• _Problems_
**1)** List every reference number that the image inspection text assigns to a component.
**2)** According to the image inspection text, from where can the image inspection unit obtain the print data for the top and bottom surfaces of the medium?
**3)** In the image inspection text, copy everything from "The microcontroller of" down to "the printing unit.".

• _Document_
The microcontroller of the controller 15 can configure an image inspection unit and a control unit using multiple virtually constructed information processing circuits.

The image inspection unit compares and inspects the image data read from the top and bottom surfaces of the medium M by the line cameras 131, 141 constituting the imaging unit, respectively, with the print data used when printing the image on the top and bottom surfaces of the medium M in the printing device. The image inspection unit can obtain the print data for the top and bottom surfaces of the medium M from the printing device. The print data corresponds to the image data used when forming the image in the printing unit.

The image inspection unit compares the pixel values of the image data read by the line cameras 131, 141 with the pixel values of the print data for each of the top and bottom surfaces of the medium M, with pixels corresponding to the same position in the image. The image inspection unit detects pixels where the comparison result between the pixel value of the image data and the pixel value of the print data is poor, for example, for the same pixel on the same surface. A poor comparison result can mean, for example, that the pixel value of the image data and the pixel value of the print data differ by more than a predetermined threshold value.

• _Dataset_
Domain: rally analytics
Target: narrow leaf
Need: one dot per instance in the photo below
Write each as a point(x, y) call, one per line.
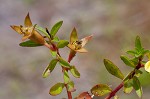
point(101, 89)
point(137, 86)
point(74, 72)
point(49, 68)
point(62, 43)
point(29, 43)
point(128, 86)
point(56, 89)
point(55, 28)
point(138, 43)
point(53, 53)
point(147, 66)
point(113, 69)
point(63, 63)
point(127, 61)
point(66, 77)
point(70, 86)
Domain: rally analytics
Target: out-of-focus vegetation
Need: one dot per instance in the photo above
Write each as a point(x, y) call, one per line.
point(114, 24)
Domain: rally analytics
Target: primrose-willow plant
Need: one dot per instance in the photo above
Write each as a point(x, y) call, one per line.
point(39, 36)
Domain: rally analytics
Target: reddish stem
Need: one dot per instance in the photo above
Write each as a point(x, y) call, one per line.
point(54, 48)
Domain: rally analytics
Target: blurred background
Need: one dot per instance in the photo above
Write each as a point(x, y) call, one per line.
point(114, 24)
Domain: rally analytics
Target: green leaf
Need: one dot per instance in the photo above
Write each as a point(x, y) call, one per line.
point(84, 95)
point(73, 36)
point(63, 63)
point(138, 43)
point(55, 28)
point(49, 68)
point(56, 89)
point(74, 72)
point(128, 86)
point(137, 86)
point(135, 60)
point(53, 53)
point(42, 30)
point(62, 43)
point(138, 73)
point(55, 39)
point(127, 61)
point(29, 43)
point(113, 69)
point(100, 90)
point(66, 77)
point(70, 86)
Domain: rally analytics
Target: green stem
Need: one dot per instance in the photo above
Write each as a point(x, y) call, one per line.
point(128, 77)
point(54, 48)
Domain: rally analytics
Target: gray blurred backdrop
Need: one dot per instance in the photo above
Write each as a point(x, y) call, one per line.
point(114, 24)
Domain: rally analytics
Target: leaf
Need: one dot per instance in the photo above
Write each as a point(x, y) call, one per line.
point(63, 63)
point(56, 89)
point(116, 97)
point(138, 73)
point(70, 86)
point(62, 43)
point(113, 69)
point(74, 72)
point(84, 95)
point(101, 89)
point(55, 28)
point(55, 39)
point(127, 61)
point(132, 52)
point(128, 87)
point(147, 66)
point(29, 43)
point(66, 77)
point(138, 43)
point(137, 86)
point(49, 68)
point(42, 30)
point(73, 36)
point(53, 53)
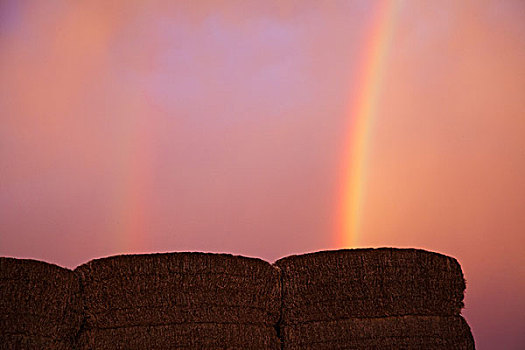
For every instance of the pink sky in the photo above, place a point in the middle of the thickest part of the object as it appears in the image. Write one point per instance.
(133, 126)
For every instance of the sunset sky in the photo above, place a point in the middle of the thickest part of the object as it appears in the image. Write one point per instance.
(270, 128)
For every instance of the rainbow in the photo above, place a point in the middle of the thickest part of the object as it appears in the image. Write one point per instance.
(362, 113)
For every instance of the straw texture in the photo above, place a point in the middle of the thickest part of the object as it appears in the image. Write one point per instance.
(180, 299)
(403, 332)
(182, 336)
(369, 283)
(39, 305)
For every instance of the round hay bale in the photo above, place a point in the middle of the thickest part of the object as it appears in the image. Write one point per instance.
(369, 283)
(38, 301)
(403, 332)
(181, 336)
(132, 290)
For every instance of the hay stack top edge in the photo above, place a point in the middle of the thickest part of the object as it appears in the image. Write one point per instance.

• _Answers in order_
**1)** 15, 131, 141

**2)** From the printing device.

**3)**
The microcontroller of the controller 15 can configure an image inspection unit and a control unit using multiple virtually constructed information processing circuits.

The image inspection unit compares and inspects the image data read from the top and bottom surfaces of the medium M by the line cameras 131, 141 constituting the imaging unit, respectively, with the print data used when printing the image on the top and bottom surfaces of the medium M in the printing device. The image inspection unit can obtain the print data for the top and bottom surfaces of the medium M from the printing device. The print data corresponds to the image data used when forming the image in the printing unit.